- _THINGS TO DO_
1. Rewrite everything in the Encyclopedia of Life post from "News from the" down to "just been discovered.", putting "catalog" wherever "compendium" appears.
2. Extend the Encyclopedia of Life post, picking up right after its last line.

[SOURCE EXTRACT — start]

Open Access News

News from the open access movement


Wednesday, May 09, 2007

Encyclopedia of Life

A group of research institutions and two foundations have launched the Encyclopedia of Life, an OA, multimedia compendium of biodiversity on planet Earth.  From yesterday's press release:

Many of the world’s leading scientific institutions today announced the launch of the Encyclopedia of Life, an unprecedented global effort to document all 1.8 million named species of animals, plants, and other forms of life on Earth. For the first time in the history of the planet, scientists, students, and citizens would have multi-media access to all known living species, even those that have just been discovered.

The Field Museum, Harvard University, Marine Biological Laboratory (Woods Hole), Smithsonian Institution, and Biodiversity Heritage Library joined together to initiate the project, bringing together species and software experts from across the world. The Missouri Botanical Garden has become a full partner, and discussions are taking place this week with leaders of the new Atlas of Living Australia....

The effort is spurred by a $10 million grant from the John D. and Catherine T. MacArthur Foundation and $2.5 million from the Alfred P. Sloan Foundation....

[SOURCE EXTRACT — finish]
[LISTED ENTRIES — start]

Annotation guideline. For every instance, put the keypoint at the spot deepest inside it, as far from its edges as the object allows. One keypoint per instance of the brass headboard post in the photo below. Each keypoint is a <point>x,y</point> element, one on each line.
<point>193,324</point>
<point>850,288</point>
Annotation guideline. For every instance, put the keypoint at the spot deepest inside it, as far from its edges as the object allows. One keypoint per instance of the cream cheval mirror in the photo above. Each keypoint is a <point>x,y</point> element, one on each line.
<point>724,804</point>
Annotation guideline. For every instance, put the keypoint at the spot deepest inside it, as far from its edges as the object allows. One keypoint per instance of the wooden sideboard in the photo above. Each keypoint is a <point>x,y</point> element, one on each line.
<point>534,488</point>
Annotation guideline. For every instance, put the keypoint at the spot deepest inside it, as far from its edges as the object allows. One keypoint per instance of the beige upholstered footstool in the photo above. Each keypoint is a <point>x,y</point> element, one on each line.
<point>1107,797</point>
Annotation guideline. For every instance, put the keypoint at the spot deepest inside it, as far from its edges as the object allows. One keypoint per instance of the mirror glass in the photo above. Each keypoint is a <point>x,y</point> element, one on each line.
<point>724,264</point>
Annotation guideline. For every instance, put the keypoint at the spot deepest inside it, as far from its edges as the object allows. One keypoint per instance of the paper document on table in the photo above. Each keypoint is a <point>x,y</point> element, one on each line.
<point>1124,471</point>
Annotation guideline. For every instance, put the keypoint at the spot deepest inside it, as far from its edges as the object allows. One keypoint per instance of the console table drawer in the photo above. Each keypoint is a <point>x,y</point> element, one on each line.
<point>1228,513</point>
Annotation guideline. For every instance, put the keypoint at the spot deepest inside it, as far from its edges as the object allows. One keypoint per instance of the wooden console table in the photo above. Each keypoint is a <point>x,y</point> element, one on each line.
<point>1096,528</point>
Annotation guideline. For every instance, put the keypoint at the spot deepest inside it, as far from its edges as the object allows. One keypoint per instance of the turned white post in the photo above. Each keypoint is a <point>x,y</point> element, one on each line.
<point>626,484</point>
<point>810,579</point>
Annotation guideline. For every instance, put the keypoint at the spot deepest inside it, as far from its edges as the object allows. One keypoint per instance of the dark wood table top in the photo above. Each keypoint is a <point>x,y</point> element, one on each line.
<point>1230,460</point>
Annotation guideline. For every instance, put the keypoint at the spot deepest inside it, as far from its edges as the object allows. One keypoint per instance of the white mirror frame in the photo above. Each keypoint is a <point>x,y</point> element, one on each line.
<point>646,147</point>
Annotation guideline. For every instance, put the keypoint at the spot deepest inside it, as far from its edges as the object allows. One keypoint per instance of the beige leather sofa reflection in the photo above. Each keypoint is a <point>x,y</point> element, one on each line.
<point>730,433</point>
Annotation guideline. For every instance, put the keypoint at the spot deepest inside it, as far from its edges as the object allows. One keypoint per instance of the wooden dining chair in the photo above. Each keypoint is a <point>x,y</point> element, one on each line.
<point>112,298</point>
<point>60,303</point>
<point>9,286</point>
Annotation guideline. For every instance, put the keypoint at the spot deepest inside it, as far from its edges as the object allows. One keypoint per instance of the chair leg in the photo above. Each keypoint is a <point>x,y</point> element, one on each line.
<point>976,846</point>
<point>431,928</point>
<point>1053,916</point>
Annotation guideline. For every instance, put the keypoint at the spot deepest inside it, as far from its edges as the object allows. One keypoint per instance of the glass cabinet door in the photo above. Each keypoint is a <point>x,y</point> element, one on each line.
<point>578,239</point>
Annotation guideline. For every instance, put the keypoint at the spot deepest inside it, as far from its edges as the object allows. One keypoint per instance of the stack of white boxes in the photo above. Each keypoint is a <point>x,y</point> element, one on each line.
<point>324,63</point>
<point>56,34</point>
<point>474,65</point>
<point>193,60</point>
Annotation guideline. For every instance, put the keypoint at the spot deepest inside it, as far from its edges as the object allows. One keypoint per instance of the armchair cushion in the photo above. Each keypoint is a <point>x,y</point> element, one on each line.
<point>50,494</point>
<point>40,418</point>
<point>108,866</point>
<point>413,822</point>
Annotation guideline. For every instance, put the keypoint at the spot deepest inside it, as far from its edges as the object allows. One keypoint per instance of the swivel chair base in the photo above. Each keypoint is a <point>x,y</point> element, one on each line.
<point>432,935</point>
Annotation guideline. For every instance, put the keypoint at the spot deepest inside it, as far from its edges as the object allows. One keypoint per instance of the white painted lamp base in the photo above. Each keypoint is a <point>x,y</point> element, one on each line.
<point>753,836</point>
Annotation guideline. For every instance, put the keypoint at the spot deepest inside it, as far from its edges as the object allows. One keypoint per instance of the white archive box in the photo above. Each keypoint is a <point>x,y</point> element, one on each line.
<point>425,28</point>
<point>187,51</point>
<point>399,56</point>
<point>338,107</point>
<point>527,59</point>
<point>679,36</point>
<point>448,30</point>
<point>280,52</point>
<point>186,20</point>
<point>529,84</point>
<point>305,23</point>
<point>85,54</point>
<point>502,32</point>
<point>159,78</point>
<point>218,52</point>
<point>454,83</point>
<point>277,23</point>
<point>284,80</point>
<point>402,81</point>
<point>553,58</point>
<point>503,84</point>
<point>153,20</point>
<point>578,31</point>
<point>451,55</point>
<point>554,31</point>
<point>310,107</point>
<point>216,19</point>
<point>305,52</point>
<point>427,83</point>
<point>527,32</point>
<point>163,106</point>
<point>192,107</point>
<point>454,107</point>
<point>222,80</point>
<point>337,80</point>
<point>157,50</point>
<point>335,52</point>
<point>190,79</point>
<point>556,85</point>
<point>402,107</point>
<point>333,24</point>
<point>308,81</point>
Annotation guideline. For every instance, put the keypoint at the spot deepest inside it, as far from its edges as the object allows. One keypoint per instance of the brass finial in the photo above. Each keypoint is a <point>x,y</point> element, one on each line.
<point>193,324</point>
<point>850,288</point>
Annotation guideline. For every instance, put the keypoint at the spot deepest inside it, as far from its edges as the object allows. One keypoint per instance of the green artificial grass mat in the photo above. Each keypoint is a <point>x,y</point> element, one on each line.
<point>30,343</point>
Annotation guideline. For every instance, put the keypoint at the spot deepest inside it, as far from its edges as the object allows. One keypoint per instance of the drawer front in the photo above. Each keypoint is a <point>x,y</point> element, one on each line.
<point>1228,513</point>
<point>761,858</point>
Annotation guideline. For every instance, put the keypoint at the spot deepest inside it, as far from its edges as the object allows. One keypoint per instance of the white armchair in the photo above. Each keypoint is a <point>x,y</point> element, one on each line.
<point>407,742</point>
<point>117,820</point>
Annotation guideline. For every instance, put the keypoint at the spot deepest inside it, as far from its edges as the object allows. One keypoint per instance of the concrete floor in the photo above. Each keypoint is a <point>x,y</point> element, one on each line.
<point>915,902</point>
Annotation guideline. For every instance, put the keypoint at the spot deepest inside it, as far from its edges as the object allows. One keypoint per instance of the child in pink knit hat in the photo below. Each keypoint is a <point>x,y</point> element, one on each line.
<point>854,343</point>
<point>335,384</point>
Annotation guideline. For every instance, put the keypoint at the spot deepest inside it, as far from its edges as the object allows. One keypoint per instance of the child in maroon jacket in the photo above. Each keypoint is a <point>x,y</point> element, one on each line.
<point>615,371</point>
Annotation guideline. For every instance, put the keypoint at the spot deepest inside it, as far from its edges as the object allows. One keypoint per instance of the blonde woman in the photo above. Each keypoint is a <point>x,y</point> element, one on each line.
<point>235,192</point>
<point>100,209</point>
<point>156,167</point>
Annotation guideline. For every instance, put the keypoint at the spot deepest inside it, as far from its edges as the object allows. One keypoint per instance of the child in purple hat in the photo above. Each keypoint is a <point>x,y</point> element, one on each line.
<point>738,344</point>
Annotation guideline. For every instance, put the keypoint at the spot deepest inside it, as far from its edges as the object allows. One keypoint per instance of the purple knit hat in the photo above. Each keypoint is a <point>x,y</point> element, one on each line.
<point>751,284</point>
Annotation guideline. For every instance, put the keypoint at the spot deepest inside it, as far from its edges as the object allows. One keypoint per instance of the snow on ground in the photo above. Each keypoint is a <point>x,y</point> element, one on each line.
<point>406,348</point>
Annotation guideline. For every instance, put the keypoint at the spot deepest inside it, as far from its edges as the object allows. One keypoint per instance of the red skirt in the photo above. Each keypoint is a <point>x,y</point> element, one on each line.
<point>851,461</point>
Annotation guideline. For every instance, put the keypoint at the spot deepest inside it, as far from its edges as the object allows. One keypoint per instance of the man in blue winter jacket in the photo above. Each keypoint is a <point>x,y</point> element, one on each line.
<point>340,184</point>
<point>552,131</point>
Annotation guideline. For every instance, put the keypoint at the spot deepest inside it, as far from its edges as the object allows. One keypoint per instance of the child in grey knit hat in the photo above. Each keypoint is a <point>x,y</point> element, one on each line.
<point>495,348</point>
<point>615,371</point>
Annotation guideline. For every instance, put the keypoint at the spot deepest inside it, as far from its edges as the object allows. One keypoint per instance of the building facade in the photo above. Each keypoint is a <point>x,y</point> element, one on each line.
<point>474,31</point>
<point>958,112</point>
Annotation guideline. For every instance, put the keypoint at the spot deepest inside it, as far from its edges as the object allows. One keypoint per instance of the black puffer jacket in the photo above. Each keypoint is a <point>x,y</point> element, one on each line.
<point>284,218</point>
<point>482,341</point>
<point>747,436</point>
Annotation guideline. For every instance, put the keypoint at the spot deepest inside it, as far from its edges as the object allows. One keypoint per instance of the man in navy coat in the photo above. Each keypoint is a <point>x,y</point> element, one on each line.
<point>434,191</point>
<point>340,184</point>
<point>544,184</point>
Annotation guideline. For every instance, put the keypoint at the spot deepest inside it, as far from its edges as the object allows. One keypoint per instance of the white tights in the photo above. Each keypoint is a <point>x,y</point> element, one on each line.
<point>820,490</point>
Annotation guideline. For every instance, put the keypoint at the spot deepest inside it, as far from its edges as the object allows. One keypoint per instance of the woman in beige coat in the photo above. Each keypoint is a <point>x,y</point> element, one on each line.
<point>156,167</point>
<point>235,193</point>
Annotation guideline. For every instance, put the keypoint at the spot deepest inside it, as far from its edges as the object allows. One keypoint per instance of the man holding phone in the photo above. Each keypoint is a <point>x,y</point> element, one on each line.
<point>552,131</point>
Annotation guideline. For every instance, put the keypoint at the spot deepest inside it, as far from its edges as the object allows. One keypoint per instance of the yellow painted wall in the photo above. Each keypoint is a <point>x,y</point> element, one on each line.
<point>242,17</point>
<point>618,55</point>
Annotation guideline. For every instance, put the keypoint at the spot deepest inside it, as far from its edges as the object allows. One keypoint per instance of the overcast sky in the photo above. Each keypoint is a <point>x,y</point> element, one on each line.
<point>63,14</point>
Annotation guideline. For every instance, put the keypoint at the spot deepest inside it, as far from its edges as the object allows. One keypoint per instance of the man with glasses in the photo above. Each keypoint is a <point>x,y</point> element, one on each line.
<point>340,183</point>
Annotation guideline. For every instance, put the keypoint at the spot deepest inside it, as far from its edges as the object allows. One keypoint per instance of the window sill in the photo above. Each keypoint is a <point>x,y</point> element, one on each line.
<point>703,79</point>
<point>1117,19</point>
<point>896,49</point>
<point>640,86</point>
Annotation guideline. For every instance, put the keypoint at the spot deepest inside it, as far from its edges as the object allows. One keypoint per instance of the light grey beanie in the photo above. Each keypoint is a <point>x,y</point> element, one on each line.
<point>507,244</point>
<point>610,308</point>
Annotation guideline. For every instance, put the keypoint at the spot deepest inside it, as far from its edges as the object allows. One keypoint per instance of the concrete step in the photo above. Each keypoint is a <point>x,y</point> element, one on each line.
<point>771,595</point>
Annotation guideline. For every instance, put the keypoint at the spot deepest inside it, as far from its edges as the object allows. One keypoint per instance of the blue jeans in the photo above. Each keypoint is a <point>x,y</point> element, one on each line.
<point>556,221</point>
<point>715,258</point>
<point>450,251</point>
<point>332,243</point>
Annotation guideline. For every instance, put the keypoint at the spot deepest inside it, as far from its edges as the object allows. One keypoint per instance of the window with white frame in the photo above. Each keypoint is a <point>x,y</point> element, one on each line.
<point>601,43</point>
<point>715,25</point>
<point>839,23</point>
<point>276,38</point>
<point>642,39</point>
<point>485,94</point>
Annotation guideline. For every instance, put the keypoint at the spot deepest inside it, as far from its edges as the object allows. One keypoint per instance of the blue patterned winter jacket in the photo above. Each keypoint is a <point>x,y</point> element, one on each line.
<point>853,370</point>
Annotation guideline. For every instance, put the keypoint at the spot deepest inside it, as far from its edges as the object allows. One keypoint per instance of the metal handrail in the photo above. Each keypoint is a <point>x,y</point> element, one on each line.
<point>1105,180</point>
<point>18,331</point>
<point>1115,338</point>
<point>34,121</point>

[LISTED ENTRIES — finish]

- _ANSWERS TO THE TASKS_
1.
News from the open access movement


Wednesday, May 09, 2007

Encyclopedia of Life

A group of research institutions and two foundations have launched the Encyclopedia of Life, an OA, multimedia catalog of biodiversity on planet Earth.  From yesterday's press release:

Many of the world’s leading scientific institutions today announced the launch of the Encyclopedia of Life, an unprecedented global effort to document all 1.8 million named species of animals, plants, and other forms of life on Earth. For the first time in the history of the planet, scientists, students, and citizens would have multi-media access to all known living species, even those that have just been discovered.

2.
Over the next 10 years, the Encyclopedia of Life will create Internet pages for all 1.8 million species currently named. It will expedite the classification of the millions of species yet to be discovered and catalogued as well. The pages...will provide written information and, when available, photographs, video, sound, location maps, and other multimedia information on each species. Built on the scientific integrity of thousands of experts around the globe, the Encyclopedia will be a moderated wiki-style environment, freely available to all users everywhere....

To provide depth behind the portal page for each species, the Biodiversity Heritage Library (BHL), a consortium that holds most of the relevant scientific literature, will scan and digitize tens of millions of pages of the scientific literature that will offer open access to detailed knowledge. In fact, the BHL now has scanning centers operating in London, Boston, and Washington DC, and has scanned the first 1.25 million pages for the Encyclopedia....

Also see the news coverage.

Update. Harvard biologist E.O. Wilson conceived this project. See a 20-minute video in which he describes its central place in the fight to preserve our planet's biodiversity.